Starting at the line that contains "Report one point per instance of the red" and ending at the last line of the entries, copy out every line, including those that are not answers, and add -99 to each number in the answer coordinates. Handle only those lines.

# START OF DATA FOR THIS EXERCISE

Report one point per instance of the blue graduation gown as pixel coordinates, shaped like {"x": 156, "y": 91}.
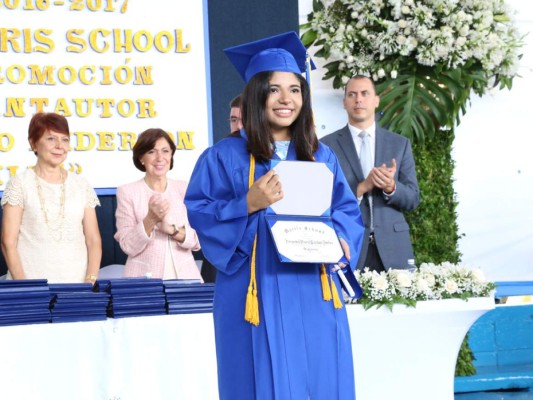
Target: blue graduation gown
{"x": 301, "y": 348}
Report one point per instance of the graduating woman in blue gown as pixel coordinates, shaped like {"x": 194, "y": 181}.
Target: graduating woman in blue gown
{"x": 295, "y": 345}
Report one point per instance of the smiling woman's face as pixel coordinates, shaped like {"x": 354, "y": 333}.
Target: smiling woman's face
{"x": 284, "y": 103}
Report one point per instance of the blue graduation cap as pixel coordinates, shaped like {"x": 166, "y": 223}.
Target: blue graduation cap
{"x": 284, "y": 52}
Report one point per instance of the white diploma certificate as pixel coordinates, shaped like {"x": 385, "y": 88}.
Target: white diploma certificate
{"x": 300, "y": 223}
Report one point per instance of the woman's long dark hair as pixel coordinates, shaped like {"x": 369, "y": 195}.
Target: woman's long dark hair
{"x": 257, "y": 127}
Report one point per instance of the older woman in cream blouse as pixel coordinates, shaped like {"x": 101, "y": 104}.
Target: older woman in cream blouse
{"x": 152, "y": 225}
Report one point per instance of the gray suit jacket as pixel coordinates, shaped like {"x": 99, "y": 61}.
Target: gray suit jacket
{"x": 390, "y": 227}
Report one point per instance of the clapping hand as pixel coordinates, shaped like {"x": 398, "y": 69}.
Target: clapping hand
{"x": 264, "y": 192}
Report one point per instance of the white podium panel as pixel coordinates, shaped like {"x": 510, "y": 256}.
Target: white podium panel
{"x": 405, "y": 354}
{"x": 159, "y": 357}
{"x": 410, "y": 353}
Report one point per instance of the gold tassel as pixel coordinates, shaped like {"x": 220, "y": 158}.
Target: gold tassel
{"x": 252, "y": 304}
{"x": 251, "y": 313}
{"x": 326, "y": 290}
{"x": 336, "y": 299}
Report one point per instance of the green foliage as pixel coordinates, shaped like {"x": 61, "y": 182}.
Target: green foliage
{"x": 433, "y": 224}
{"x": 464, "y": 365}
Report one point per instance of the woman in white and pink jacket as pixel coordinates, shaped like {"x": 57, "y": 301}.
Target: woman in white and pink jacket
{"x": 152, "y": 225}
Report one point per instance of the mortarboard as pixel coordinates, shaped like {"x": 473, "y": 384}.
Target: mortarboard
{"x": 284, "y": 52}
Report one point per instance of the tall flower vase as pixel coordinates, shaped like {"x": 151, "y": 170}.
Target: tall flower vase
{"x": 410, "y": 353}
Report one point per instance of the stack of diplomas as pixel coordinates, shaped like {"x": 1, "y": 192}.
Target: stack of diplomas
{"x": 77, "y": 302}
{"x": 131, "y": 297}
{"x": 188, "y": 296}
{"x": 24, "y": 302}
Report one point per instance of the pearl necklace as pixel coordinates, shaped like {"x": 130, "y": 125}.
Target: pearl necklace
{"x": 57, "y": 228}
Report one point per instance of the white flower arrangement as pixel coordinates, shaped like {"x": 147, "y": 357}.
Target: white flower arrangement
{"x": 377, "y": 37}
{"x": 428, "y": 282}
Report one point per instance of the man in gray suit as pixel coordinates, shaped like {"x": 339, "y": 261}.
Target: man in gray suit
{"x": 390, "y": 185}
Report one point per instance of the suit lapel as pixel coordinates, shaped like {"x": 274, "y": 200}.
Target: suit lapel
{"x": 348, "y": 148}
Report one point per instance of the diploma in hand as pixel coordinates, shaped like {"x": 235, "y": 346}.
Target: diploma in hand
{"x": 300, "y": 223}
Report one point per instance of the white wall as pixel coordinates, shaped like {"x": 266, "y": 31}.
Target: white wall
{"x": 494, "y": 164}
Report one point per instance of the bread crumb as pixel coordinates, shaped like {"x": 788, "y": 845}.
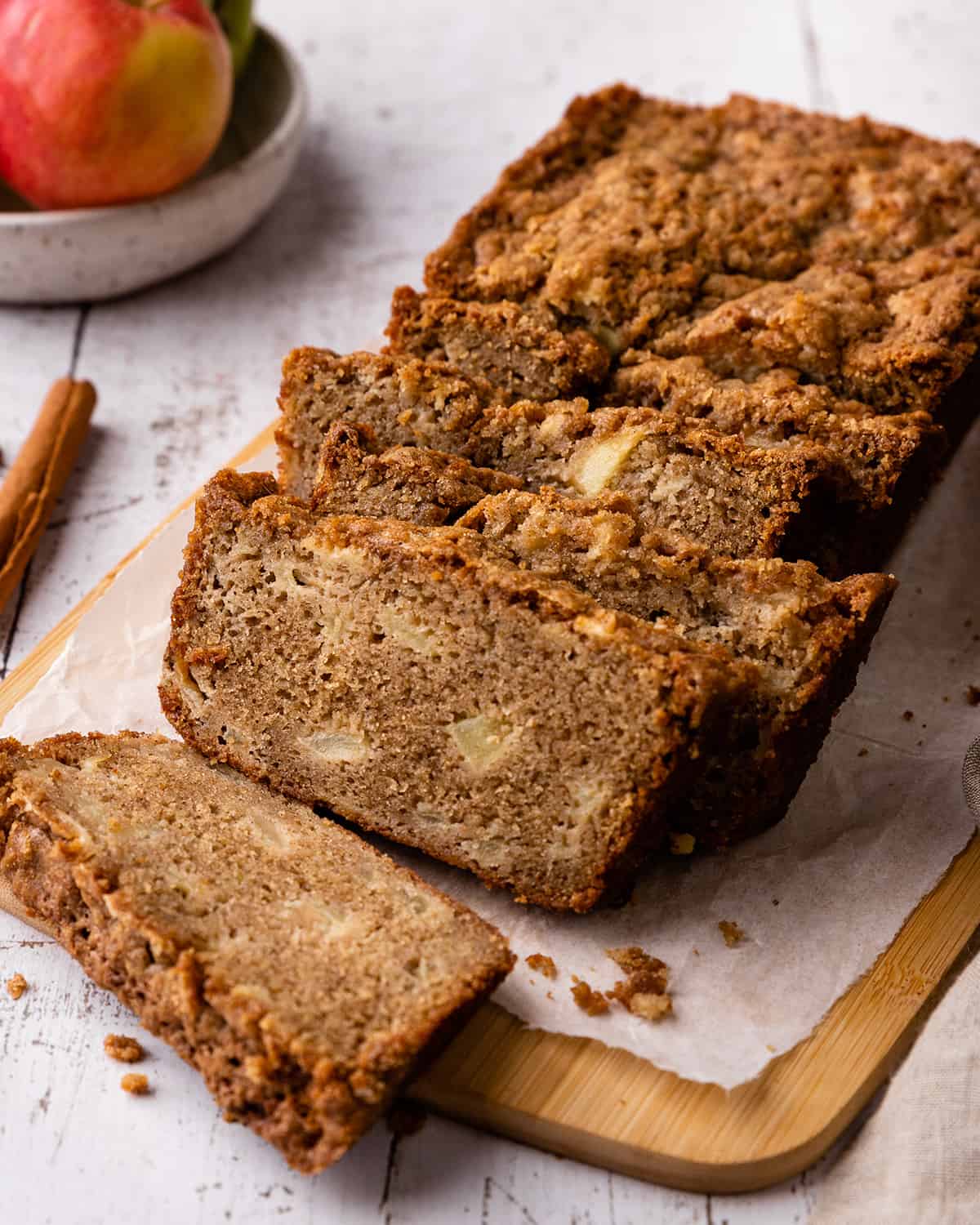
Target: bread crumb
{"x": 543, "y": 964}
{"x": 124, "y": 1049}
{"x": 732, "y": 931}
{"x": 404, "y": 1119}
{"x": 644, "y": 991}
{"x": 681, "y": 844}
{"x": 590, "y": 1001}
{"x": 649, "y": 1006}
{"x": 16, "y": 987}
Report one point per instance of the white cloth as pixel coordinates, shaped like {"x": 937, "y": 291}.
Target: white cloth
{"x": 916, "y": 1160}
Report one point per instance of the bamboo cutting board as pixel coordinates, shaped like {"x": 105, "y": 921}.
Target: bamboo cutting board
{"x": 609, "y": 1107}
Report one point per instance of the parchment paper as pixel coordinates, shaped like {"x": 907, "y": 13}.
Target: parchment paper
{"x": 876, "y": 823}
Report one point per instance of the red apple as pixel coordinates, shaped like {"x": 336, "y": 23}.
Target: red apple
{"x": 108, "y": 100}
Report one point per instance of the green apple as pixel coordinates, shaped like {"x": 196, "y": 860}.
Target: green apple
{"x": 238, "y": 24}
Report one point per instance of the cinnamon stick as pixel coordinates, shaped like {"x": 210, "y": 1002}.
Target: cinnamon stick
{"x": 38, "y": 475}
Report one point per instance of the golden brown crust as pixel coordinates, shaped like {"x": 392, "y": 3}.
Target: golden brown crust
{"x": 752, "y": 234}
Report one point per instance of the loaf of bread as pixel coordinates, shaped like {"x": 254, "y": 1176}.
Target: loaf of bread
{"x": 299, "y": 970}
{"x": 424, "y": 686}
{"x": 808, "y": 636}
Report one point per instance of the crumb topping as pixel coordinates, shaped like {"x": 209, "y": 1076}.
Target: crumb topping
{"x": 644, "y": 992}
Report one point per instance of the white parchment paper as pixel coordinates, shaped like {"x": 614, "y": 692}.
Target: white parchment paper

# END OF DATA FOR THIS EXERCISE

ANSWER FOR THE TASK:
Report one point per instance of the red apple as pixel coordinates, shaped like {"x": 336, "y": 23}.
Target: red apple
{"x": 9, "y": 1}
Report one point per instance of the green apple as pixel coordinates, shaped like {"x": 196, "y": 860}.
Target: green apple
{"x": 139, "y": -75}
Report one point per instance of the cinnamon stick as pixel coordinates, shaped like {"x": 210, "y": 1002}.
Target: cinnamon stick
{"x": -61, "y": 376}
Report one point per instance of the golden brown crust as pixel coordinates, shaped like {"x": 392, "y": 3}.
Target: golden brown crust
{"x": 653, "y": 135}
Report one point per instance of the loaf of bread as pixel coordinates, shaped like {"x": 254, "y": 1176}.
Target: loaf of bread
{"x": 200, "y": 871}
{"x": 325, "y": 587}
{"x": 709, "y": 537}
Report one point per instance of the crumb topping as pixel coordinates, shaped like {"x": 209, "y": 1076}.
Target: crumb topping
{"x": 545, "y": 893}
Report one point per instance of the white parchment paper as pixel coordinates, shaped like {"x": 614, "y": 692}.
Target: white parchment paper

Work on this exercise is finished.